GIVEN EXERCISE: Extract the line that contains "[indicate] the dark brown lower" and every line after it to the end of the records below, exactly as written and nothing else.

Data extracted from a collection
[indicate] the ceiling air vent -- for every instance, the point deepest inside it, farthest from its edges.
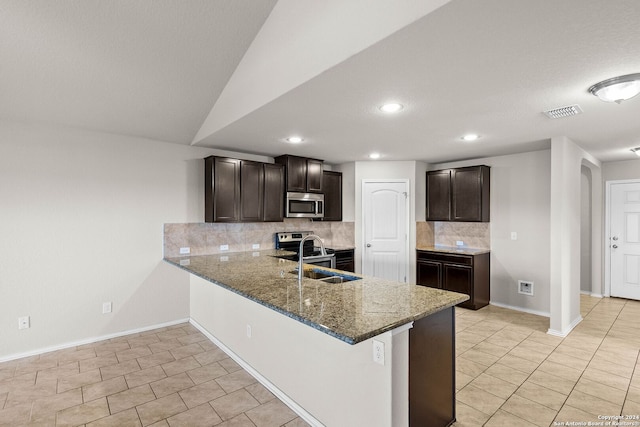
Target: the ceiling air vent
(558, 113)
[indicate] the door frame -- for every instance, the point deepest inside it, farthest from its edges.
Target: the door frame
(607, 225)
(363, 242)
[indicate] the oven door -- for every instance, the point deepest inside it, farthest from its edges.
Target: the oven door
(321, 260)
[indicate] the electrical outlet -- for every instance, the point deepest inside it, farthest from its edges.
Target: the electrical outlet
(378, 352)
(525, 287)
(106, 307)
(24, 322)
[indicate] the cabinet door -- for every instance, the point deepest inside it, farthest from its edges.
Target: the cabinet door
(429, 273)
(439, 195)
(273, 192)
(466, 202)
(458, 278)
(332, 184)
(470, 194)
(226, 190)
(296, 173)
(314, 176)
(251, 191)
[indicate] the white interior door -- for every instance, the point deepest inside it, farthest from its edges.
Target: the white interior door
(624, 240)
(386, 229)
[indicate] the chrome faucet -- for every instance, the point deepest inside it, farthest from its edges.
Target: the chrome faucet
(301, 253)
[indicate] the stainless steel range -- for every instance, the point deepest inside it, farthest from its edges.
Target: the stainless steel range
(290, 241)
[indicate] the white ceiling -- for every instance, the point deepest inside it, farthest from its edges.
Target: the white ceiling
(211, 73)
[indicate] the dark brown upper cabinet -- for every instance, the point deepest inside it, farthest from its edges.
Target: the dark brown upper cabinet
(273, 192)
(243, 191)
(251, 191)
(460, 194)
(302, 175)
(332, 184)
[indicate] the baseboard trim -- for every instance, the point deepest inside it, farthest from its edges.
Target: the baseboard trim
(306, 416)
(523, 309)
(90, 340)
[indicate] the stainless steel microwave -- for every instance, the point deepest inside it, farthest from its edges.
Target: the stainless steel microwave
(305, 205)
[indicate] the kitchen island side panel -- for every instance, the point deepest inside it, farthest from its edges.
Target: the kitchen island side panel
(336, 383)
(432, 370)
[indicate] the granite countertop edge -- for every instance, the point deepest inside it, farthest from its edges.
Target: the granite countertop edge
(345, 338)
(453, 250)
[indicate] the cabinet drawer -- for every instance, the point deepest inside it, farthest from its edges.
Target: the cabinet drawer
(444, 257)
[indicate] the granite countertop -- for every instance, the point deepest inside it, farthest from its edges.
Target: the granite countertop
(341, 248)
(350, 311)
(453, 250)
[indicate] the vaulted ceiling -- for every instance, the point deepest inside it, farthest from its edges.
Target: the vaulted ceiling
(243, 75)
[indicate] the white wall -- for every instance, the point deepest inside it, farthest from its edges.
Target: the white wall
(348, 190)
(626, 169)
(81, 221)
(585, 230)
(520, 202)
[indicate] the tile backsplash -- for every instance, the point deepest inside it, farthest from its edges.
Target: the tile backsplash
(473, 234)
(206, 238)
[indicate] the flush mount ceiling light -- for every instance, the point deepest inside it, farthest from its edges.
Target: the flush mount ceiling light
(392, 107)
(617, 89)
(470, 137)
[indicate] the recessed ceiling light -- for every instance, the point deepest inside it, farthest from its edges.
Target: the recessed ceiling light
(617, 89)
(392, 107)
(470, 137)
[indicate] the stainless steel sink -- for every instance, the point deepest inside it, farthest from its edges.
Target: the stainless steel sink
(326, 276)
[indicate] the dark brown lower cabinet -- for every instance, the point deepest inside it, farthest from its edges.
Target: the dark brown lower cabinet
(345, 260)
(466, 274)
(432, 384)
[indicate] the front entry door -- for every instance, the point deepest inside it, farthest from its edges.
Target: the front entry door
(384, 212)
(624, 240)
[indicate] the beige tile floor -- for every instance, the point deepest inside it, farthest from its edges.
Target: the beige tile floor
(165, 377)
(509, 373)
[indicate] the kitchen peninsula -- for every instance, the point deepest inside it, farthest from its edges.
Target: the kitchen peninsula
(313, 345)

CORRECT ANSWER:
[indicate] the dark brown lower cabinet -- for every instance, the point deepest inside it, farthest from its edges.
Target: the dark brown lower cabinet
(345, 260)
(466, 274)
(432, 384)
[indicate] the front entry door -- for every instance, the point deepest inside it, farthest from its edges.
Target: the front entry door
(384, 212)
(624, 240)
[indicate] the beige tile floor -- for every instance, the point deepest inside it, farthest from its edges.
Target: the beige tile floor
(165, 377)
(509, 373)
[indicate] the kitchen peninsula -- for every instance, the point deepest inside it, farthest from its edges.
Target: the kitchen peninsula
(313, 345)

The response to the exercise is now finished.